* BEGIN PAGE EXTRACT *

Now I need to replicate almost 200 databases to this server. To do that I need a database already there for each. Time to kill the suspect ones. They all start with the same prefix (this is done for ease of management, they all have the same schema), so I quickly delete and create them all by doing this:
Set rs = cn.Execute("select * from sysdatabases where name like 'aa%'")
Do Until rs.EOF
cn.Execute "Drop database " & rs.Fields("Name")
cn.Execute "Create database " & rs.Fields("Name")
Set rs = Nothing
Set cn = Nothing
Couple minutes for that to run. Before I started replicating there was one more little admin task to do. Probably half of this databases were created with SQL 7, back before a concurrent snapshot was an option. If you turn enable the option on an existing publication it wants to reinitialize the publication. Possibly there is a way around it, but so far it was good enough to just create the new ones with it enabled and fix old ones if they ever needed to have a new snapshot done. Already got a loop ready, so I just modify it and run this:
Set rs = cn.Execute("select * from sysdatabases where name like 'aa%'")
Do Until rs.EOF
cn.Execute "update " & rs.Fields("Name") & "..syspublications set sync_method=3 where sync_method=0"
cn.Execute rs.Fields("Name") & "..sp_reinitsubscription @publication='" & rs.Fields("Name") & "', @subscriber='xyz'"
Set rs = Nothing
Set cn = Nothing
Concurrent snapshots are a little tricky in that the log reader has to run to authorize the snapshot, but the log readers on our databases don't run continuously - read this article to see how and why. Note that the concurrent snapshot was not important at all to what I was trying to do, I wanted it in place so that if I needed to do the snapshot during the day users would not be blocked, one of the big improvements in SQL2K replication.
The next part was even though I could run another loop, activating a hundred or more simultaneous snapshots is probably not a good idea since I only have one distribution database. Worth a try anyway. Bad plan. 600 connections, disk queueing which was expected, plus the occasional deadlock. Still, was worth a shot. I restart the service, go to plan B. I settled on starting them in groups based on the first real letter of the db name. Put together a VB form (while the first batch ran) with a text box for the first letter, two buttons. One button to run the snapshot for db's using that letter, second button to run the log reader and distribution agent.
How did I do that? Replication jobs fall into categories 10, 13, 15. I ran the snapshots (type 15) in one button by running the job that always ran it, in the other button I ran the jobs for the category 13 & 15 jobs - log reader and distribution agent. Works ok but more manual than I would likeI start by running the snapshots on the A's, wait a while, start the logreader/distribution for the A's, do the snapshots on the B's. Watch the spid count using sp_who, when it drops below 80 or so run some more.. Some process quickly, some take longer. End up having to go back and re-run some of the distribution jobs because the snapshot wasn't done for the db when it ran the first time.
Slow going. Or seems that way anyway. Once I get half way through I open explorer and check the file sizes, easy to spot the ones that are not complete because they are all less than a meg in size. Use EM to just run those jobs manually to fill in the blanks.
Replication from our publisher is done. I have one db that subscribes to a publisher across a 256k link. Reinitialize the publication on their side, run the snapshot, distribution agent fails - server not configured for data access? Scratching my head. Nothing has changed in the past day, we restored the database on our side, login's haven't changed. Try it again. As if I could somehow do it different the second time! Same thing. Ok. Terminal service to the publisher, open Query Analyzer, connect to the subscriber using SA. Works fine. Look up the password for the sql account used for replication, try it. Access Denied!

* END PAGE EXTRACT *

» **WORK TO COMPLETE**:
**A)** Reproduce the part of the SQL replication write-up starting with "Slow going. Or" and going on through "it. Access Denied!".
**B)** List every category number that the SQL replication write-up gives for replication jobs.

* BEGIN RECORDED INFORMATION *

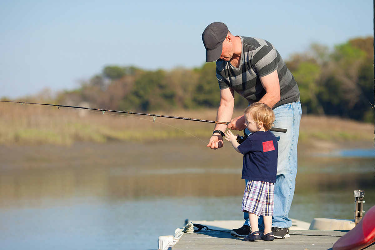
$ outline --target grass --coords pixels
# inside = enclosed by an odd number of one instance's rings
[[[216,110],[156,114],[214,120]],[[242,110],[234,114],[238,115]],[[0,104],[0,144],[71,145],[75,141],[152,141],[191,138],[208,141],[213,124],[147,116],[118,115],[69,108]],[[336,117],[303,116],[299,141],[374,141],[374,125]]]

* END RECORDED INFORMATION *

» **THE REPLIES**:
**A)**
Slow going. Or seems that way anyway. Once I get half way through I open explorer and check the file sizes, easy to spot the ones that are not complete because they are all less than a meg in size. Use EM to just run those jobs manually to fill in the blanks.
Replication from our publisher is done. I have one db that subscribes to a publisher across a 256k link. Reinitialize the publication on their side, run the snapshot, distribution agent fails - server not configured for data access? Scratching my head. Nothing has changed in the past day, we restored the database on our side, login's haven't changed. Try it again. As if I could somehow do it different the second time! Same thing. Ok. Terminal service to the publisher, open Query Analyzer, connect to the subscriber using SA. Works fine. Look up the password for the sql account used for replication, try it. Access Denied!

**B)** 10, 13, 15